* [DIRECTIVE]: Please turn the rows below into a numbered list, leaving out any blank lines.

* [THE RECORDS]:
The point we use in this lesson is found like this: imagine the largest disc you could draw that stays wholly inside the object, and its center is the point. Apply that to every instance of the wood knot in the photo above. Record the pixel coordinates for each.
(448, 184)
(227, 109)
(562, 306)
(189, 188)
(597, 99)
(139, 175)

* [RESPONSE TO THIS TASK]:
1. The point we use in this lesson is found like this: imagine the largest disc you could draw that stays wholly inside the object, and its center is the point. Apply that to every instance of the wood knot in the photo above. Record the pixel coordinates for each.
2. (448, 184)
3. (227, 109)
4. (562, 306)
5. (189, 188)
6. (597, 99)
7. (139, 175)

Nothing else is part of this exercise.